- Supplied records -
━━━━━━━━━━━━━━━━
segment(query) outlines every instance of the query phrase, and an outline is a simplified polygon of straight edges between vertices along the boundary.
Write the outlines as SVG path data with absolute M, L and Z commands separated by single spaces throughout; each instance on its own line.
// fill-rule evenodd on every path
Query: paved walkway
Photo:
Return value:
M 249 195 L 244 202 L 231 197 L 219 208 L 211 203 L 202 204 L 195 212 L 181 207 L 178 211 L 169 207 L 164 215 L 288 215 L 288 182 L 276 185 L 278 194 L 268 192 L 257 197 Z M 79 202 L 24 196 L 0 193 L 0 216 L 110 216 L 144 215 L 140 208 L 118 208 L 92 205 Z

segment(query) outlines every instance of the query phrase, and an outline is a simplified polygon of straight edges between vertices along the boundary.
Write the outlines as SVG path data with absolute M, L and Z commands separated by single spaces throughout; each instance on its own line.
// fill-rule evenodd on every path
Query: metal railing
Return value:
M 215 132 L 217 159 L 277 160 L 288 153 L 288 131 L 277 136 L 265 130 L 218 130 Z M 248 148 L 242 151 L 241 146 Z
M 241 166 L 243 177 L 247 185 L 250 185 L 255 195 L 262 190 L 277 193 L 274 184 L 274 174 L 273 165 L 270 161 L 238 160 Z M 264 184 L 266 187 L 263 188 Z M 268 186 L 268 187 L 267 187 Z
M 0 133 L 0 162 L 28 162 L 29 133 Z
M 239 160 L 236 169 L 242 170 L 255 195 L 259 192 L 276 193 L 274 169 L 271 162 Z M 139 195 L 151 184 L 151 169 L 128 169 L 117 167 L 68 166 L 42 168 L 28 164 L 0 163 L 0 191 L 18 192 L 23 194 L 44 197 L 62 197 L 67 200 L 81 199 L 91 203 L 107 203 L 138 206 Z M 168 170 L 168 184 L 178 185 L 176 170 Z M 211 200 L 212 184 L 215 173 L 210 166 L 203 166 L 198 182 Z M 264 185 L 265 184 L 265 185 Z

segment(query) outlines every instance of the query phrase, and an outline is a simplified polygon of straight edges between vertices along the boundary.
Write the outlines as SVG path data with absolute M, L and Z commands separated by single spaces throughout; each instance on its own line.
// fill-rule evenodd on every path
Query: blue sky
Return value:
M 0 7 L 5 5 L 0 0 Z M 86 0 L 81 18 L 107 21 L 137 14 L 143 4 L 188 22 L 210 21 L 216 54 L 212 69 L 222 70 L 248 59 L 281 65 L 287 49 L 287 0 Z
━━━━━━━━━━━━━━━━
- Set exercise -
Print every line of the listing, from its very first line down to and including the line that contains "M 249 195 L", reproducing each one character for character.

- Task response -
segment(query) outlines every instance of the query phrase, and an outline is a simplified polygon of straight edges between vertices along the boundary.
Write the outlines as SVG path data with absolute M, L and Z commands separated by single spaces throughout; each instance on its own line.
// fill-rule evenodd on every path
Query: paved walkway
Photo:
Return value:
M 249 195 L 244 202 L 231 197 L 219 208 L 211 203 L 202 204 L 195 212 L 181 207 L 178 211 L 169 207 L 164 215 L 288 215 L 288 182 L 276 185 L 278 194 L 268 192 L 257 197 Z M 79 202 L 24 196 L 0 193 L 0 216 L 110 216 L 144 215 L 140 208 L 118 208 L 92 205 Z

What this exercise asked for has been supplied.